**Brief A**. Translate this sentence from the comment thread on company network security into Spanish: "IT is a balancing act with limited resources."
**Brief B**. Copy the part of the comment thread starting with "Most buildings that" and going on through "about SSL tunneling.".

**Page text**.
####################

Wake up to the real world...

Wake up to the real world. I would bet that more than 95% of businesses are setup in this sort of way. IT is a balancing act with limited resources. It is also an industry that literally has no standards and the core elements change on a yearly basis. Why in a perfect world every company would invest the necessary dollars, there are many that don’t and won’t do it. This is an especially bad example, but most companies are setup such that once you get past the front door security, you have a lot of access.

With that said, not-encrypting the CC info is really bad. Even if the network was setup without a lot of security concerns, you’d think someone would have thought a bit on that one!


Mr. Kerry D Robertson says:

Re: Wake up to the real world...

Agreed! Until companies realize they need to beef up their IT departments, or flat out hire network security professionals, this type of thing will continue to happen.

Most buildings that house companies have a security system and human guards.

As more of companies and their assets are housed in cyberspace, does it not make sense to apply some of the same rules?

Oh well. Try explaining that to a boss who thinks of a train ride when you talk to him about SSL tunneling.

JT says:

Re: FTC needs to change

Reading a bit from your article and comments… It sound like it’s OK to run your business poorly from an IT/security standpoint and claim ignorance when cornered. Your comments sound like the kid on the playground pointing their finger saying “look at all these companies, they do it too”. Well guess what? They’re not the ones that had it happen to them.

Part of the problem is that people will not conform or put forth ANY effort unless they’re forced to. It’s too bad we have to have examples in society but without them we have crime. It’s no different with business, if there’s not examples, they continue to do what’s cheap rather than what they should do. Hopefully this makes other companies on their scale to take a look at security and determine if they’re at risk for a breach and some lofty payback if it happens.

I’m a bit sickened by you calling them “victims”. Companies do all they can to cut corners and they need to be held accountable when they screw up, especially on a scale like this.

MMXG says:


My home Wireless-N network is encrypted with WPA2-AES/TKIP with a long, but memorable, pass-phrase. Router also checks MAC Addresses and requires wireless devices to be registered on the router before access is allowed. Router settings took about 2 minutes to set up, computers collectively about 10 minutes to get connected right.

I have only ever worked in Retail and I have never taken any post-secondary IT courses. “Sheer incompetence” is an understatement, and TJX should still get that $41-million fine.

Also, I believe “hackers” is the wrong term, they were “crackers”. Hackers have pride, they want a challenge, and usually they do it just to prove they can, not to steal information for personal gain. Not unless that gain is a monthly paycheck that is. I’m curious to know if TJX’ network was infected with that Downadup/Confliker worm, and if they have some less incompetent employees to make sure that’s handled properly.

####################

**Provided data**.
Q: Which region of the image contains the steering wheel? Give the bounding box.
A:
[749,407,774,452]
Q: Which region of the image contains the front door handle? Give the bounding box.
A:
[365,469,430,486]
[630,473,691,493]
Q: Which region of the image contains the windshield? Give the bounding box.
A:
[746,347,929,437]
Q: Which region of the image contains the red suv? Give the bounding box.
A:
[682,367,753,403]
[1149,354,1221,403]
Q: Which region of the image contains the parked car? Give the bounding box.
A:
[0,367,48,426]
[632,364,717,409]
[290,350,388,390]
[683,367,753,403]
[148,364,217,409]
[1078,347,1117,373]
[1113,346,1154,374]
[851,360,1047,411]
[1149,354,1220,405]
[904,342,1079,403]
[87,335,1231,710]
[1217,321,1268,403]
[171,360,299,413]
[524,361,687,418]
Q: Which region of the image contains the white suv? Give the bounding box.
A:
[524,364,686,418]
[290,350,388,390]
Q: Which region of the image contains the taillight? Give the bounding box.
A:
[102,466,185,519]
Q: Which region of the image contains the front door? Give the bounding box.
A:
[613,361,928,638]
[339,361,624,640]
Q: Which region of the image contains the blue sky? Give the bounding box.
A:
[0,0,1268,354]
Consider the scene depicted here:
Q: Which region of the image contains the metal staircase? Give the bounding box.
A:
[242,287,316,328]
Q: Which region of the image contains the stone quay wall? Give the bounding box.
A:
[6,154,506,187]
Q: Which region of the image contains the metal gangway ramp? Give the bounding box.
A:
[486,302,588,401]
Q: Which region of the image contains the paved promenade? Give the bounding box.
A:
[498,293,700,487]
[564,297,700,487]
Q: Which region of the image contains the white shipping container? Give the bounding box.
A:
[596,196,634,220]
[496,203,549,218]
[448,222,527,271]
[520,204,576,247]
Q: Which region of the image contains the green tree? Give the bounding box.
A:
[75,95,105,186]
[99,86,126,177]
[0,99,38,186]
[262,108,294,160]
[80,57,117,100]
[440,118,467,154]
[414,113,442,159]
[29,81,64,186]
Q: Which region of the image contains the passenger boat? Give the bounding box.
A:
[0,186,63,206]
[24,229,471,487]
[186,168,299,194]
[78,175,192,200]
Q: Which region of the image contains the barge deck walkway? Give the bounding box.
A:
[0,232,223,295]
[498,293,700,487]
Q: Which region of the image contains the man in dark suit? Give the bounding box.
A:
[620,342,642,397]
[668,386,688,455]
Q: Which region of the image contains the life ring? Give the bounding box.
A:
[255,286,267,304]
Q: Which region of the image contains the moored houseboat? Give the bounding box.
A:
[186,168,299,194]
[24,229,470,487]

####################

**Task response A**. La informática es un acto de equilibrio con recursos limitados.

**Task response B**.
Most buildings that house companies have a security system and human guards.

As more of companies and their assets are housed in cyberspace, does it not make sense to apply some of the same rules?

Oh well. Try explaining that to a boss who thinks of a train ride when you talk to him about SSL tunneling.